### Actions to take
• 1. According to the passage on customer retention, how much more can it cost to get a new customer than to keep an existing one?
• 2. Extract every line of the listing below that contains the word "with".

### Passage provided
***

Why revenue growth alone isn’t enough.
The importance of customer retention
In the fast paced modern business world, growth is king. With good reason. Fast growth can rocket a company into the spotlight, attract investors & generate media attention, all of which can lead to new growth. And bigger is better, right? But what good is that growth if you can’t keep your customers? In the quest for new customers, it’s easy to forget about retaining the ones you have. You’ve done the hard work to get them, now make sure you keep them.
Winning customers is expensive
It can cost up to 5 times more to get a new customer than it does to keep an existing one. Churn is not only a growth killer it also dents your profits. Especially for SaaS vendors managing churn is mission critical. A recent survey by Pacific Crest Securities evidenced a median customer acquisition cost (CAC) to acquire $1 annual contract value (ACV) of $1,18 (n= 300), i.e. to efficiently scale your business, you must keep your SaaS churn rate low.
Why spend the time and money slowly optimizing each lead funnel, carefully closing up the leaks in each, only to pour them all into a leaky bucket? Customer retention helps you close up those leaks. In a world of low loyalty, low exit barriers and fickle customers, it’s more important than ever to focus on customer retention to ensure your customers stay with you. The good news is that it’s comparatively cost effective to do. It does however require focus, awareness and the right mindset.
Taking the relationship from survive to thrive
If acquisition is seduction, then retention is relationship.
Once the honeymoon period is over and the initial thrill is gone, it’s important to deepen that relationship between you and your customers. Strengthening that bond is key to customer retention. Delivering on your promises is now a bare minimum. Competition is everywhere and if you don’t show your customers you care, they will go elsewhere. Simply keeping the relationship alive by doing the minimum leaves them teetering on the edge, ready to be snapped up by a more seductive competitor. Loyalty still exists, but it must be earned. It’s one thing to keep the relationship with your customers alive, but making it thrive is another. Customer retention begins with great customer service, but that’s not where it should end. Minimizing negative experiences is absolutely important, but it won’t make people love you.

***

### Point-based annotation data
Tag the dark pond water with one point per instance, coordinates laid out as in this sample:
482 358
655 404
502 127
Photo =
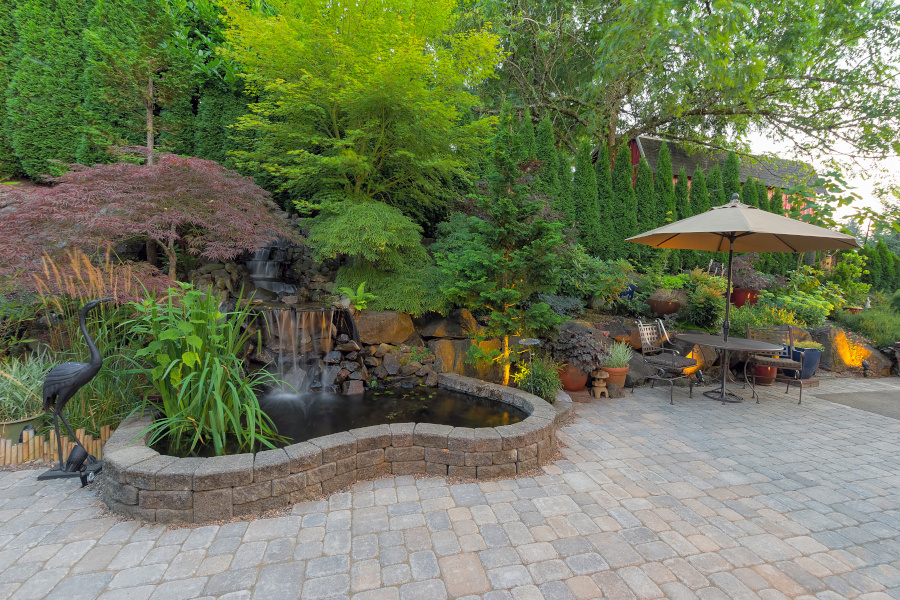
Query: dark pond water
317 414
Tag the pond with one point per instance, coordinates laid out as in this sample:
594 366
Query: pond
313 415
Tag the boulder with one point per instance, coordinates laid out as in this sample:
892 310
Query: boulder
844 351
389 327
459 324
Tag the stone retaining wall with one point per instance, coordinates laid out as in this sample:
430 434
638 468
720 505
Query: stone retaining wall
141 483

***

### Answers in order
• 1. Up to 5 times more.

• 2.
Tag the dark pond water with one point per instance, coordinates laid out as in this sample:
Tag the pond with one point per instance, coordinates laid out as in this sample:
Tag the boulder with one point per instance, coordinates laid out as in this sample:
Tag the stone retaining wall with one point per instance, coordinates laid out as in this sample:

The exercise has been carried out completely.